[[ Record set, beginning ]]

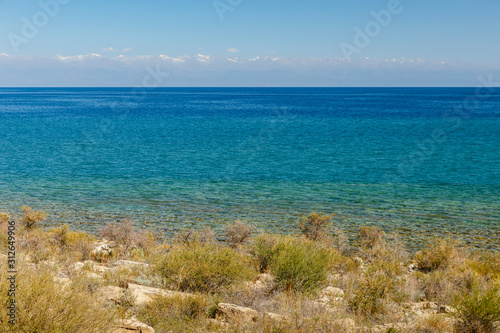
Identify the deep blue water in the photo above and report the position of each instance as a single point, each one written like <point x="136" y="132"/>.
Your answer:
<point x="418" y="161"/>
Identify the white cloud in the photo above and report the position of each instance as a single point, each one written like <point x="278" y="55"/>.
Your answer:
<point x="110" y="49"/>
<point x="209" y="70"/>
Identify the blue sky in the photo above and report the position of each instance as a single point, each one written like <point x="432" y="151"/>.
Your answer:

[[ Record set, end ]]

▸ **Problem details**
Examine the records above and state the number of lines that include "blue", with no further text.

▸ **The completed task**
2